**Records supplied**:
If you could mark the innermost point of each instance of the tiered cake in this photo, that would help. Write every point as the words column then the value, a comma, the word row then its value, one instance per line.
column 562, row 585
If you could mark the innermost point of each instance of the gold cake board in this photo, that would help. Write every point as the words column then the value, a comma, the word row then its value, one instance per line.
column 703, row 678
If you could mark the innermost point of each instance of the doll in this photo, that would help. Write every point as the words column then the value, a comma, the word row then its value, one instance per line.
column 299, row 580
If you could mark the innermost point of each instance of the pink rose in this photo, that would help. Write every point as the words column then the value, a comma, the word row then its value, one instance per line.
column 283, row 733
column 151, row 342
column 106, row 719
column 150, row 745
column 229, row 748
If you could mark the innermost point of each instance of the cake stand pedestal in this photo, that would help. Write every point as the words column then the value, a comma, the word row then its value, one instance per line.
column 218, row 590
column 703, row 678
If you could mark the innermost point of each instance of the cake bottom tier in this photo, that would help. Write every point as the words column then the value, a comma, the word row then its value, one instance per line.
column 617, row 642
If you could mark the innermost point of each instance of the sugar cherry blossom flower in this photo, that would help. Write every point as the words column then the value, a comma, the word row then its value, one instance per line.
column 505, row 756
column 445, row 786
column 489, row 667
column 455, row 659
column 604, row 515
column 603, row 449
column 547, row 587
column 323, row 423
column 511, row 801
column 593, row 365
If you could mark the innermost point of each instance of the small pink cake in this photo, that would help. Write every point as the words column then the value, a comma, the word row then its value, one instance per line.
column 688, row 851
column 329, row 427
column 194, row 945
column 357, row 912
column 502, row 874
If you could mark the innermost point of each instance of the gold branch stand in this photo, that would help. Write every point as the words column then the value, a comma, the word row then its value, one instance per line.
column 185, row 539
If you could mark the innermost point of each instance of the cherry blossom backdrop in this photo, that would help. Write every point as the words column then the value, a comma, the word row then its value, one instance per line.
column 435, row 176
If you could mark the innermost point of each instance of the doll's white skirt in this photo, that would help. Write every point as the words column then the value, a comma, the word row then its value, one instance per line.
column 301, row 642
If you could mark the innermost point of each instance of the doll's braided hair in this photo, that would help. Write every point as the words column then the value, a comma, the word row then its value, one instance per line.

**Exercise**: Return the listing word for word.

**Solution below**:
If you could mark the innermost point of each instance of the tiered cake in this photo, that would help. Write every point as the words column then the value, a comma, the word row then its value, one instance per line.
column 562, row 585
If you could mark the innermost point of each instance of the gold cake board in this photo, that would help. Write every point as the words column then the value, a comma, the word row then its value, one instance per line.
column 703, row 678
If you could mark the innermost point of each instance of the doll in this photo, that would help. Write every point as the words column then the value, a comma, the word row then its value, one instance per line.
column 299, row 580
If you could mark the innermost point of each instance of the pink rose in this photo, that would help. Write every point as the words column then the value, a comma, the word row then its value, one instance per line.
column 283, row 733
column 151, row 342
column 106, row 719
column 150, row 745
column 229, row 748
If you could mark the innermost point of each instance of the cake stand pedestal in this photo, that would help. Write every point as the words column then the value, a comma, the word row then its value, one instance per line.
column 218, row 590
column 703, row 678
If you could mark the innermost point of each instance of the cake bottom tier in this photo, that would help. Write every point as the words column then the value, a comma, the word row then its value, one instance per line.
column 617, row 642
If you could mark the innermost point of each instance of the sugar cherry blossom flower in this photo, that would help. Write every point as the words column then the value, a comma, the word row then its value, one instance per line.
column 505, row 756
column 445, row 786
column 489, row 667
column 455, row 659
column 604, row 515
column 603, row 449
column 547, row 587
column 323, row 423
column 511, row 801
column 593, row 365
If you could mark the innermost point of each instance of the small pink cake in this photo, that would help. Write every point as the words column then the value, a comma, the word row then its value, one instance per line.
column 688, row 851
column 329, row 427
column 194, row 945
column 357, row 912
column 502, row 874
If you could mark the innermost point of each instance of the gold branch stand in this photo, that would help. Write every point as the words column then the value, a comma, the word row then its value, one instance per line.
column 185, row 539
If you could mark the innermost point of each instance of the cherry blossom backdrop in this photo, that would help. Write every point as the words column then the value, a comma, the word row then its value, one instance per line.
column 435, row 176
If you could mark the innermost point of each instance of the doll's white skirt in this photo, that would help. Write every point as the words column then the value, a comma, the word row then its value, one instance per line.
column 301, row 642
If you could mark the innermost point of each instance of the doll's braided hair in this photo, that would help. Write every point as the words column then the value, a comma, the word row then its value, one instance per line.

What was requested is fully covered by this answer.